▸ **Requirement 1**
Reproduce the passage of the D-Day weather forecasting article between "When he enlisted, he" and "by his surroundings.", inclusive.
▸ **Requirement 2**
Pick up the article about Warren Ernsberger and the D-Day invasion where it stops, and write its continuation.

*** Text under study Section Begins ***

When June 6 rolls around each year, many take a moment to remember those who were lost as part of D-Day, the largest seaborne invasion in history and one of the pivotal battles of World War II.

When June 6 rolls around each year, many take a moment to remember those who were lost as part of D-Day, the largest seaborne invasion in history and one of the pivotal battles of World War II.

Tomorrow marks the 70th anniversary of the invasion.

But for longtime Westerville resident Warren "Ernie" Ernsberger, the day brings back memories of being enveloped in a secret mission to choose the day for the attack, when as a young man his knowledge of weather forecasting brought him into the company of giants.

In the spring of 1944, Ernsberger was a 22-year-old lieutenant in the U.S. Army Air Forces, stationed with the Royal Air Force at Medmenham British Intelligence General Headquarters, about 40 miles outside London.

He had enlisted as a 21-year-old meteorology cadet after attending meteorology school at UCLA for nine months.

When he enlisted, he never anticipated much of a weighty job to do the war.

"I thought, 'In this job, I'll probably be back of the lines, if anything. Or stuck in an airport somewhere,' " Ernsberger said last week.

Near the end of May 1944, Ernsberger received a call that told him he was to meet with Gen. Dwight D. Eisenhower and a secret committee in London. Eisenhower had been appointed Supreme Commander of Allied Forces at the time.

A car deployed straight from London picked Ernsberger up shortly after the call, and took him to a meeting that he said was filled with generals and colonels, including Eisenhower, George S. Patton and Omar Bradley, all key American military leaders in World War II and the Normandy invasion. Ernsberger was immediately intimidated by his surroundings.

*** Text under study Section Ends ***
*** Information given Section Begins ***

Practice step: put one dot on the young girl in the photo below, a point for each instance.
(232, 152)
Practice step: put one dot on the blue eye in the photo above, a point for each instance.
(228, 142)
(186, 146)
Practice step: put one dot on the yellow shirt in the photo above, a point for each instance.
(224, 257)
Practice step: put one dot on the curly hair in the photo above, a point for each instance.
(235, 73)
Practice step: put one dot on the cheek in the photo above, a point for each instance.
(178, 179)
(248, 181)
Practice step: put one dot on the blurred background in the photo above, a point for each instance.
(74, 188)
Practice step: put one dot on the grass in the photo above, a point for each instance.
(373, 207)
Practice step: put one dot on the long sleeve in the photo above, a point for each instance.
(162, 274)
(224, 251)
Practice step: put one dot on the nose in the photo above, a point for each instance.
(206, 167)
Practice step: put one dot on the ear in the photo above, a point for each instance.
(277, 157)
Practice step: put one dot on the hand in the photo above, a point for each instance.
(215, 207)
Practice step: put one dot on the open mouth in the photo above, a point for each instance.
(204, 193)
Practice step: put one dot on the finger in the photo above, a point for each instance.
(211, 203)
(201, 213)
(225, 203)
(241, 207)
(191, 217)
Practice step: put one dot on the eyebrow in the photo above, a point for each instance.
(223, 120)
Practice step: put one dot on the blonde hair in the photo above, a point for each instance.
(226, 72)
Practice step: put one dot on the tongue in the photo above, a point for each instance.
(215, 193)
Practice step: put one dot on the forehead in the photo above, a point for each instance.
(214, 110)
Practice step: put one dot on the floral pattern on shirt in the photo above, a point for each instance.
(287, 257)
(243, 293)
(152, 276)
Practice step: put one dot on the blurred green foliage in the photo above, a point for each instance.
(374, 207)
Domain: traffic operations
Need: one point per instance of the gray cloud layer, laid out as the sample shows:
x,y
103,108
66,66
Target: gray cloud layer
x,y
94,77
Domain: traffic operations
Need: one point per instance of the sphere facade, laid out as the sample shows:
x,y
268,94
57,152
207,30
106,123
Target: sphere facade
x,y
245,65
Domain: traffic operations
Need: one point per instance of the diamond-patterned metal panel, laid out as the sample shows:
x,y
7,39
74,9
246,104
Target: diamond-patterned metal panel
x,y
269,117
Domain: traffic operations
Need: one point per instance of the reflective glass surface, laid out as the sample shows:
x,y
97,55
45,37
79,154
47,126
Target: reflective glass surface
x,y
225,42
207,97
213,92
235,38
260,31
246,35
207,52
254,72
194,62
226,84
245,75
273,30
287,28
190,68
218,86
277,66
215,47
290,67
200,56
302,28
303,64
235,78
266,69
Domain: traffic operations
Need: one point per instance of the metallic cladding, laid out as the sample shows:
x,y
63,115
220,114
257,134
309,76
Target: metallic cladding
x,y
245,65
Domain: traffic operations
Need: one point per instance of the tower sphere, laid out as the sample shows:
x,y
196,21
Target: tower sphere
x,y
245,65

*** Information given Section Ends ***
*** Information given Section Begins ***

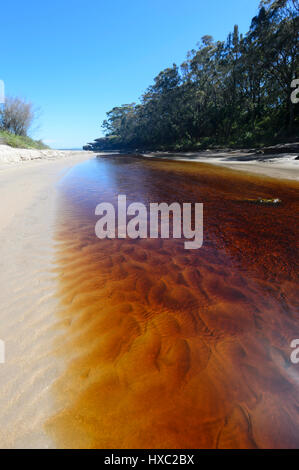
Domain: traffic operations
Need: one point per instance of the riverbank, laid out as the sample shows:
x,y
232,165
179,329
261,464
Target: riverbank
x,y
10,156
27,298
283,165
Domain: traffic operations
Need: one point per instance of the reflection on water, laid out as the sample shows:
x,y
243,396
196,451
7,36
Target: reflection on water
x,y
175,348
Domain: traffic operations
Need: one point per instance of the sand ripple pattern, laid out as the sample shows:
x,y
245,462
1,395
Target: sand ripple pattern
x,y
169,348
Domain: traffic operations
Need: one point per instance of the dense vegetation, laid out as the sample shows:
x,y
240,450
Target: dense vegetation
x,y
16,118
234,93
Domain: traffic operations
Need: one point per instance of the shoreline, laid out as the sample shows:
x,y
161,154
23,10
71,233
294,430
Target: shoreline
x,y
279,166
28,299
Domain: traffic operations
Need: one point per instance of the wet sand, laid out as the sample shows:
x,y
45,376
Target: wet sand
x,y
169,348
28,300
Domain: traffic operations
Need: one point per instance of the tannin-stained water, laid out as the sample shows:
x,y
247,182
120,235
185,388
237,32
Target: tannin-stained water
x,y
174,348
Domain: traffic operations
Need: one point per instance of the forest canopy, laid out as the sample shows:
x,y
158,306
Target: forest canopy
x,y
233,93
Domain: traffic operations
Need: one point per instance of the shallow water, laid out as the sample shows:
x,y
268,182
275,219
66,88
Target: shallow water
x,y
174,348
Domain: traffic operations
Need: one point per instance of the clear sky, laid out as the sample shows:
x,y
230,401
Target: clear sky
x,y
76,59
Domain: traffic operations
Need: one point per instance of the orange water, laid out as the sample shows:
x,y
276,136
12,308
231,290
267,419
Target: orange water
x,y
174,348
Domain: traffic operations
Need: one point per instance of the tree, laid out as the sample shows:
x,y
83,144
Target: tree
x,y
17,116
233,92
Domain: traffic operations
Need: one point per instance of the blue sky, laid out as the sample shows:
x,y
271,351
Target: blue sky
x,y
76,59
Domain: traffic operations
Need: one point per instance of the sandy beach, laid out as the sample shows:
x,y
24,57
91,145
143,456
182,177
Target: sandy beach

*** Information given Section Ends ***

▸ **Output 1**
When he enlisted, he never anticipated much of a weighty job to do the war.

"I thought, 'In this job, I'll probably be back of the lines, if anything. Or stuck in an airport somewhere,' " Ernsberger said last week.

Near the end of May 1944, Ernsberger received a call that told him he was to meet with Gen. Dwight D. Eisenhower and a secret committee in London. Eisenhower had been appointed Supreme Commander of Allied Forces at the time.

A car deployed straight from London picked Ernsberger up shortly after the call, and took him to a meeting that he said was filled with generals and colonels, including Eisenhower, George S. Patton and Omar Bradley, all key American military leaders in World War II and the Normandy invasion. Ernsberger was immediately intimidated by his surroundings.

▸ **Output 2**
"When I think back, it scares the hell out of me," he said. "I was 23. I had a lot of life experience at that point, but not that much life experience. ... I thought, 'What the hell am I doing here?' I was in a state of shock at that point."

But Ernsberger did belong in the room, and his meteorology experience gave him an important role in planning the attack.

After the committee narrowed down the options of locations on the Normandy beaches, Ernsberger was given the task of determining when it would be best to carry out the attack based on weather patterns, cloud cover and the tide.

It was even more obvious that he was as important as anyone else in the room when Bradley turned to him and said, "At this table, you're a general, too," he said.

Ernsberger worked tirelessly for the next several days, and got daily reports from pilots flying from the United States to London who had observed weather movements. After careful deliberation, he chose June 6 as the optimal time, citing the correct weather and the high tide that would allow allied boats to approach as close as possible, and give paratroopers the correct conditions above.

When he presented his findings, Eisenhower addressed him at the very beginning of the meeting, telling him, "Since you have the most important report today, you can start."

But even at that point, Ernsberger didn't realize the importance of his work. He said Eisenhower called him days later, waking him up from a dead sleep to verify the forecast was still accurate and that no changes needed to be made.

Out of instinct, Ernsberger quickly replied that everything was unchanged.

"I had been sleeping for seven or eight hours at the time," Ernsberger laughed. "Lots of things could have changed, I realized later."

On the day of the attack, with 150,000 Allied troops deployed to invade Europe, Ernsberger was assigned to take photos from above. From 8,000 feet in the air, he was higher than the paratroopers and the supply planes, and saw the carnage unfold below him.

"I think I aged 20 years that day," he said.

When he returned to Medmenham, he went straight to his bunk, unable to shake the numb feeling of seeing thousands of men charge to their deaths.

"I had no concept of the scope of what was involved and the thousands and thousands of troops that were involved," he said. "Seeing all that down below and all the bodies floating and the carnage, it was just beyond consciousness."

Nearly 70 years later, the memories of D-Day have stuck with Ernsberger, much to his chagrin. He says he doesn't like to think about what he saw and what he was a part of, but knows how important it was to the war and to history.

"I try not to think about it," he said. "But every time it's mentioned, it all comes back. It still seems as unreal as it did that day."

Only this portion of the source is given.